## [WHAT YOU ARE ASKED TO DO]
Return only this: the line with "One point per instance of the shadow" and all the lines that follow it below, through the final one, exactly as they are.

Data entries:
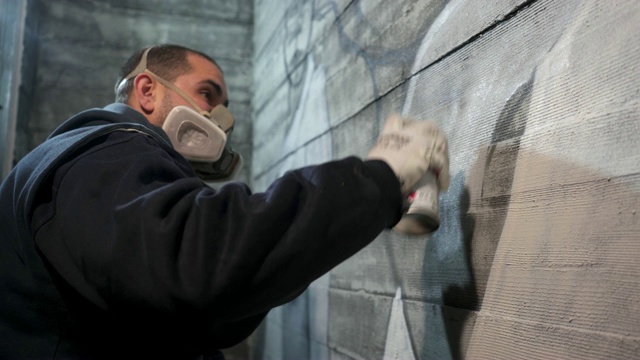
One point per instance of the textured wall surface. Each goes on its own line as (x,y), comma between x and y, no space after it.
(537,255)
(81,45)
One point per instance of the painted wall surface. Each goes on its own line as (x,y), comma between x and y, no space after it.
(537,254)
(80,46)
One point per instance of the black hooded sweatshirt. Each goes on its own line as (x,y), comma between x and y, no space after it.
(111,246)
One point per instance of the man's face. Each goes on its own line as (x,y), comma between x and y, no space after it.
(204,84)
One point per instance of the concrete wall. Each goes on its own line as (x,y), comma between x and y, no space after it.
(82,44)
(537,255)
(12,31)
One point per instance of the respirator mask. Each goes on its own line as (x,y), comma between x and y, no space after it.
(200,136)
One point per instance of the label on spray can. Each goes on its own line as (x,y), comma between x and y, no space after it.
(423,214)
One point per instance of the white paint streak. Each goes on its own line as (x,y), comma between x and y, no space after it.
(398,344)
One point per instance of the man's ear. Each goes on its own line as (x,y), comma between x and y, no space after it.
(145,92)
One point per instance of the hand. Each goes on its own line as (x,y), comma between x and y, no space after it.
(411,148)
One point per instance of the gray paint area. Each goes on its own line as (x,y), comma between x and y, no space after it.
(537,253)
(536,256)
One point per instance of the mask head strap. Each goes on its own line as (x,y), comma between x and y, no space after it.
(142,67)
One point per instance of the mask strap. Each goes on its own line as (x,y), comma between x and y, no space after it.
(142,67)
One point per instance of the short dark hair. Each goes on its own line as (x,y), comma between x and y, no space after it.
(165,60)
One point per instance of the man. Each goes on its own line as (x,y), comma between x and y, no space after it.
(112,246)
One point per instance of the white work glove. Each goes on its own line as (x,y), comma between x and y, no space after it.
(411,148)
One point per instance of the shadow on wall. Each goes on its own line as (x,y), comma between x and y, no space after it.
(477,224)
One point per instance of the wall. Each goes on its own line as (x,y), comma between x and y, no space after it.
(81,45)
(537,253)
(12,30)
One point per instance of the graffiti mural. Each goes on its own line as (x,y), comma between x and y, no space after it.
(496,82)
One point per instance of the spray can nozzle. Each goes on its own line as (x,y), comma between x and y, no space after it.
(423,214)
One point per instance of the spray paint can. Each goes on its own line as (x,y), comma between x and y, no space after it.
(423,214)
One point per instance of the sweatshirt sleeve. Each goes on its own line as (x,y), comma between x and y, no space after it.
(128,226)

## [OUTPUT OF THE EXERCISE]
One point per instance of the shadow on wall. Each goes on its own line as (x,y), comma between x and y, no space after it.
(477,224)
One point per instance of the wall. Each goes on its own line as (x,y), comma between x and y, no space after it.
(81,45)
(537,253)
(12,30)
One point per instance of the graffiti mural. Each goes on its own line as (x,y), comma between x and y, no space after it.
(496,82)
One point per instance of the spray can nozzle. Each goes on its own line as (x,y), comma between x and y, no space after it.
(423,214)
One point per instance of the spray paint can. Each goes on its own line as (x,y), comma between x and y, no space after it.
(423,214)
One point per instance of the sweatshirt sleeve. Each goes on its own line as (x,y), comma between x and y, no space after it.
(128,226)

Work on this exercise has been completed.